Go through the records below and copy out every line that contains the word "woman".

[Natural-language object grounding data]
┌──

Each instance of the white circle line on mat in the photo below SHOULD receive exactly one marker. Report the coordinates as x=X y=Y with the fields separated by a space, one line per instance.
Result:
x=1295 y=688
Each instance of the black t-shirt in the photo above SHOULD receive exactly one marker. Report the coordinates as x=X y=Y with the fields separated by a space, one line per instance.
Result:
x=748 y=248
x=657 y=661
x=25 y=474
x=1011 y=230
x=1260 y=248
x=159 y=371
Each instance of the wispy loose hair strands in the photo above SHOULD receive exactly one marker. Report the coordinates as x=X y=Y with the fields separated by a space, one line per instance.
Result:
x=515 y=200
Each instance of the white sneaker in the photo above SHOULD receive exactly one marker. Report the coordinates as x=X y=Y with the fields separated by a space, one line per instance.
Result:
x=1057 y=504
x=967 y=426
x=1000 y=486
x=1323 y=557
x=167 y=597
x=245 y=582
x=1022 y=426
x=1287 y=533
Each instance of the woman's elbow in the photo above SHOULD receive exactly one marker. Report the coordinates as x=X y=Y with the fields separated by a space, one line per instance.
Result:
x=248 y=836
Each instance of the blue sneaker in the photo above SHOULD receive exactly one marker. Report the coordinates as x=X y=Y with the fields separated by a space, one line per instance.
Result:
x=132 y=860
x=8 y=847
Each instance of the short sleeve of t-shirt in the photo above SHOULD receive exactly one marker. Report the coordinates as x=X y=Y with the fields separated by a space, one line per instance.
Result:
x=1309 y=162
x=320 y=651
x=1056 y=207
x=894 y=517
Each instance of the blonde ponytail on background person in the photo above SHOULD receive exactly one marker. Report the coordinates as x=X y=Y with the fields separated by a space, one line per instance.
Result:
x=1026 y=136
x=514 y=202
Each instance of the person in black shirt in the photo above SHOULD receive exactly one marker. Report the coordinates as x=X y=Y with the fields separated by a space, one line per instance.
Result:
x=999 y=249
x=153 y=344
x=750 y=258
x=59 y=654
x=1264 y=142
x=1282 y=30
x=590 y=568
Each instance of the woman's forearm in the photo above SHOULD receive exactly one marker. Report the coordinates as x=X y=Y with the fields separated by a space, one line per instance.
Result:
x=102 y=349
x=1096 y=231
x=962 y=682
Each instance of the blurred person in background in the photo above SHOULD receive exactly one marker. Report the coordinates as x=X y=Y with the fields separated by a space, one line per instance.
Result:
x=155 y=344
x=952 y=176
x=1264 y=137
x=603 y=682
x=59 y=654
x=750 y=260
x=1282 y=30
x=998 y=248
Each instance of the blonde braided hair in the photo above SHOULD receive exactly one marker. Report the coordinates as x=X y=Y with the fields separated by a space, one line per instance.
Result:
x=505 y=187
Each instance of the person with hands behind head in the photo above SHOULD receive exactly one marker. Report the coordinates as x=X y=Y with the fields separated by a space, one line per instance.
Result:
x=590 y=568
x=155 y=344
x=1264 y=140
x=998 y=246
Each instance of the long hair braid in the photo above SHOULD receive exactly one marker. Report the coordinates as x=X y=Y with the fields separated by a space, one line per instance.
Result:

└──

[Worked solution]
Each instance of the woman's elbow in the photo above SHOULD receive exactly one marker. Report the coordinates as x=X y=Y with the fields separated by a space, one line per instance.
Each instance of the woman's forearm in the photo above SHOULD receive exactly one marker. Report the coordinates as x=X y=Y with the fields separated by a space, one line per instance.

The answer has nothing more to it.